→ Qué se pide
Prosigue la columna sobre cómo terminan los dictadores a continuación de su última oración.
══ Fragmento de origen
Ramón Lobo, "No todos los dictadores acaban igual de mal", El País, hoy:
Ser dictador es un trabajo ingrato. Uno se pasa la vida desvelado y en un sinvivir por el bien de su pueblo y un buen día ese mismo pueblo, ignorante y manipulado por las redes sociales y las cadenas de televisión por satélite, te da la puñalada. Un buen dictador se muere en la cama. Sin miedo, sin baltasargarzones revoloteando, sin miles de personas en la calle exigiendo tu dimisión, exilio o cárcel. Stalin lo logró. Franco, casi; esquivó todo menos a su yerno-marqués disfrazado de médico.
Ser dictador es un trabajo muy rentable. Aunque el sueldo bruto no es para presumir entre la jetset, las grandes ganancias están en los extras, en las primas, en los tantos por cientos, en los intangibles. La mayoría de los dictadores no saben de finanzas. Depositan sus excesos en Suiza porque su banca tiene experiencia en borrar trazos y proteger clientes.
Jon Lee Anderson, uno de los últimos grandes reporteros, publicó hace poco en The New Yorker un artículo con tres normas básicas para sobrevivir a revueltas y golpes de Estado: no mostrar debilidad (Ceausescu); cuidar los detalles, que el diablo está en ellos (el abuso de autoridad de Ben Ali contra el vendedor callejero Mohamed Bouazizi), y retirarse de forma discreta (Suharto).
También hay tres categorías de dictadores: los que acaban mal o muy mal: Benito Musolini, Adolf Hitler, Leónidas Trujillo, el ya citado Nicolae Ceausescu, Mobutu Sese Seko, el Sah de Irán, Najibulá en Afganistán... Los hay que acaban bien o muy bien: los mencionados Stalin y Franco y Papá Doc Duvalier. Un tercer grupo, dificíl de calificar, es el más numeroso. Lo podríamos denominar los depende, depende de cómo se mire: Augusto Pinochet, Videla, Idi Amin Dada, Alfredo Stroessner... A Pinochet lo bajaron de la Historia, pero jamás se enfrentó a un tribunal.
════
══ Material extraído
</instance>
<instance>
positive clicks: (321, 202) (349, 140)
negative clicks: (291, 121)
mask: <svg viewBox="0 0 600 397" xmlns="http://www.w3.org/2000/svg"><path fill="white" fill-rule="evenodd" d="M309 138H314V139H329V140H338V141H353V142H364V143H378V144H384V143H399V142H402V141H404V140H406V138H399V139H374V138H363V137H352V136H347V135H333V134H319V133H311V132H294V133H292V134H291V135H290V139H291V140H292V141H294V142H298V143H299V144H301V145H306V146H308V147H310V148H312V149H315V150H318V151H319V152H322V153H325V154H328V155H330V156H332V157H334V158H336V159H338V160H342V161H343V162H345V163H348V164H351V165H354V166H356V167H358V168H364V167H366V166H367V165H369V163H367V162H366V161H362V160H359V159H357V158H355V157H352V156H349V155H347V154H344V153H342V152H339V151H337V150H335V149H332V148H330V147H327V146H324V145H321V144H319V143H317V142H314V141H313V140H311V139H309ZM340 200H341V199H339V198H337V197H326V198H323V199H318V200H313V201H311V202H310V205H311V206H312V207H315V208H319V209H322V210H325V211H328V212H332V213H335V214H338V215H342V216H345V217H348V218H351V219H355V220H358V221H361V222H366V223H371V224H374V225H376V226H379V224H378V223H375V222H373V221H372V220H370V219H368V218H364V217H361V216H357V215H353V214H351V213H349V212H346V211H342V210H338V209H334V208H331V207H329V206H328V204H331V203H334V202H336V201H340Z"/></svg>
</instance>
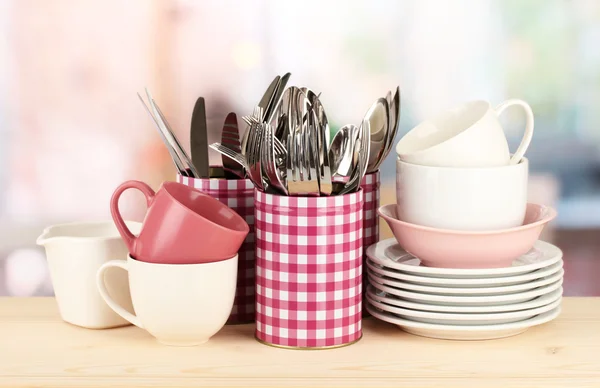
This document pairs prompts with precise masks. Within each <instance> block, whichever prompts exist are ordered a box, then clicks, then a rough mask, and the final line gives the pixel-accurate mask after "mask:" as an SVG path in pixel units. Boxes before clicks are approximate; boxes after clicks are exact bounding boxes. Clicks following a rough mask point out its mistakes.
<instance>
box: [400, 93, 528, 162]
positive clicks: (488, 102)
mask: <svg viewBox="0 0 600 388" xmlns="http://www.w3.org/2000/svg"><path fill="white" fill-rule="evenodd" d="M512 105H518V106H520V107H521V108H523V110H524V111H525V118H526V121H525V133H524V135H523V140H522V141H521V144H520V145H519V147H518V148H517V151H515V153H514V155H513V156H512V158H511V157H510V151H509V148H508V142H507V141H506V135H505V134H504V130H503V129H502V126H501V125H500V122H499V121H498V116H499V115H500V114H502V112H504V110H506V108H508V107H510V106H512ZM532 137H533V112H532V110H531V107H530V106H529V105H528V104H527V103H526V102H525V101H522V100H516V99H512V100H507V101H505V102H503V103H502V104H500V105H498V106H497V107H496V108H495V109H493V108H492V107H491V106H490V103H489V102H487V101H472V102H468V103H466V104H463V105H461V106H459V107H457V108H455V109H451V110H448V111H445V112H443V113H441V114H440V115H438V116H437V117H435V118H433V119H431V120H427V121H424V122H423V123H421V124H419V125H418V126H416V127H415V128H413V129H412V130H410V131H409V132H408V133H407V134H406V135H404V136H403V137H402V139H400V141H399V142H398V144H397V145H396V153H397V154H398V156H399V157H400V159H402V160H403V161H405V162H408V163H414V164H420V165H424V166H438V167H496V166H506V165H509V164H517V163H519V162H520V161H521V159H522V158H523V156H524V155H525V152H526V151H527V148H528V147H529V144H530V143H531V138H532Z"/></svg>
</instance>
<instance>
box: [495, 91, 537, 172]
mask: <svg viewBox="0 0 600 388" xmlns="http://www.w3.org/2000/svg"><path fill="white" fill-rule="evenodd" d="M512 105H518V106H520V107H521V108H523V110H524V111H525V133H524V134H523V140H521V144H519V147H518V148H517V150H516V151H515V153H514V154H513V156H512V158H510V162H509V164H517V163H519V162H520V161H521V159H523V156H524V155H525V152H527V148H529V144H531V139H532V138H533V111H532V110H531V107H530V106H529V104H528V103H526V102H525V101H523V100H517V99H510V100H506V101H504V102H503V103H501V104H500V105H498V106H497V107H496V109H495V110H496V114H497V115H498V116H500V115H501V114H502V112H504V110H505V109H506V108H508V107H509V106H512Z"/></svg>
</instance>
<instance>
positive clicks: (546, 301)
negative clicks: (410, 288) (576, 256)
mask: <svg viewBox="0 0 600 388" xmlns="http://www.w3.org/2000/svg"><path fill="white" fill-rule="evenodd" d="M370 290H373V291H371V293H374V292H375V290H377V288H375V287H374V286H372V285H370V284H369V285H368V286H367V293H369V291H370ZM382 292H385V291H382ZM563 292H564V290H563V288H562V286H561V287H559V288H558V289H556V290H554V291H550V292H548V293H547V294H543V295H540V296H537V297H535V298H534V299H532V300H528V301H526V302H520V303H515V304H512V305H483V306H480V305H467V306H452V305H440V304H427V303H417V302H411V301H409V300H404V299H400V298H398V299H396V298H390V296H389V293H387V292H385V293H386V295H385V296H380V295H376V296H377V297H378V298H388V299H390V300H391V302H388V303H390V304H392V305H394V306H396V305H395V304H394V303H398V302H399V303H403V304H404V305H405V306H404V307H403V306H398V307H403V308H412V309H413V310H420V311H432V312H454V313H459V312H460V313H479V312H486V311H485V310H484V309H490V310H492V311H489V310H488V312H502V311H518V310H525V309H528V308H531V307H527V305H531V304H535V302H536V301H537V303H540V299H542V298H544V297H548V296H549V295H554V294H555V293H556V294H557V296H556V297H555V298H557V297H559V296H561V297H562V296H563ZM544 303H548V302H547V301H545V302H544ZM406 305H408V306H411V307H406ZM519 306H521V307H519ZM523 306H526V307H523ZM539 306H541V305H536V307H539ZM515 308H516V309H515ZM451 309H452V310H454V311H450V310H451ZM456 310H458V311H456Z"/></svg>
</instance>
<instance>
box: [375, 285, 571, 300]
════
→ Resultado del ejercicio
Hosni Mubark es de los dictadores con experiencia. Sobrevivir 30 años en el poder da caché. En estos días debe de haber estado releyendo biografías de algunos de los antes citados. No ha mostrado debilidad. A sus 82 años puede permitirse el lujo de no presentarse a la reelección y sacar a su hijo de la línea sucesoria. Si alguien pensó que se trataba de un gesto de debilidad, envió esa misma noche a sus mantones para aterrorizar a los manifestantes. Ahora resiste. La calle también. Hoy ha elevado su apuesta. Los Hermanos Musulmanes, el principal grupo de la oposición, extrema la cautela. El tiempo corre en su favor.
La gran diferencia con el tunecino Ben Ali es que Mubarak ha luchado en varias guerras, es un héroe militar, está acostumbrado a la presión. No es un vulgar ladrón. Es un verdadero dictador. No le asusta la calle y con este discurso parace que cuenta con el apoyo de la cúpula del Ejército.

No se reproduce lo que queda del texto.